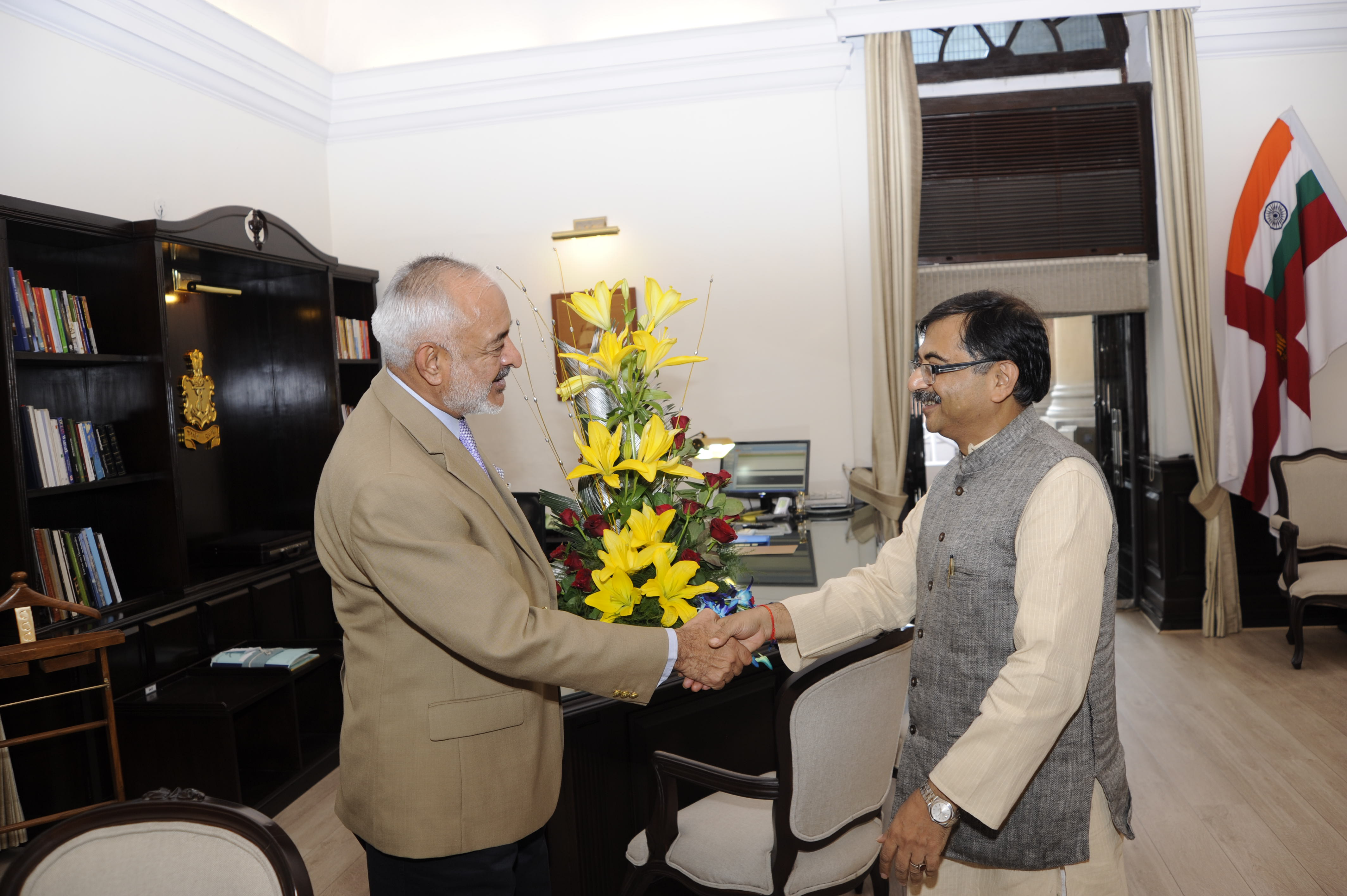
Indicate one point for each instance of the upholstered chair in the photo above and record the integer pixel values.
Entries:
(1313, 523)
(813, 825)
(166, 844)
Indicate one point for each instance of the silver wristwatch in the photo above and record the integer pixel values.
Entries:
(943, 813)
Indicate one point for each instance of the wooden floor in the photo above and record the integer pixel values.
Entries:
(1237, 762)
(335, 857)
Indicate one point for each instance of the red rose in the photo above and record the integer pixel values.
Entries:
(723, 532)
(680, 426)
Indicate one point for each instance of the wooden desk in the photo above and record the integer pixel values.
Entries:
(608, 779)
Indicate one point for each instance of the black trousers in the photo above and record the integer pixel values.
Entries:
(514, 869)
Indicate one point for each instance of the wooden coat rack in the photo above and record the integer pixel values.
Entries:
(54, 654)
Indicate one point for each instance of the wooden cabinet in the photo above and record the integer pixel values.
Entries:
(255, 736)
(279, 386)
(1176, 545)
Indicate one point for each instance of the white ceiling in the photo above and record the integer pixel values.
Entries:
(354, 35)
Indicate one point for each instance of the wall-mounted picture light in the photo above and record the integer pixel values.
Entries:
(586, 227)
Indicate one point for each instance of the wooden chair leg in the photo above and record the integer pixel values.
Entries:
(879, 884)
(639, 880)
(1298, 628)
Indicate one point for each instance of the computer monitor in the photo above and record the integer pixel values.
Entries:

*****

Reproduce all of the data above word for word, and leave the pictures out.

Answer to this exercise.
Indicate one point for each instance of the upholstered chair in the photo above and record the integer pixel values.
Entries:
(1313, 523)
(813, 825)
(166, 844)
Indicate one point for each instance of the silver wristwatch in the photo above and record the integer pixel values.
Entries:
(943, 813)
Indicate one point for each instance of the wooden floor in the photo above and record the integer pixel values.
Entries:
(1237, 762)
(335, 857)
Indicate one point for each instance of the red rose in the photo above and record the integer pixel values.
Entries:
(723, 532)
(680, 426)
Indicate one point for each instance of the wooden desk in the photo above and record the integer pixel values.
Entries:
(608, 779)
Indicate one point for each instance of the black trousers in the photo above and record the integer pixel values.
Entries:
(514, 869)
Indicate one point for each instance of the wooden coat rack in the photo above and record the integer pixel values.
Entries:
(54, 654)
Indicate one point for each instance of the wooden cabinet in the photo above and record the integer pixel values.
Entries:
(255, 736)
(279, 386)
(1176, 545)
Indicate one point for each instance of the white ceiling in the photo above and record the integer pixel values.
Entries:
(354, 35)
Indicate one point for each instance of the wall-mounted picture light in the photo above and record the integer pixel values.
Entries:
(586, 227)
Indicate one point for each instance of the wooden chair leg in the photo above and record the integer pixel values.
Entries:
(879, 884)
(639, 880)
(1298, 628)
Indicate one point for each instance of the computer monitor in the photo above and record the integer pixel values.
Entries:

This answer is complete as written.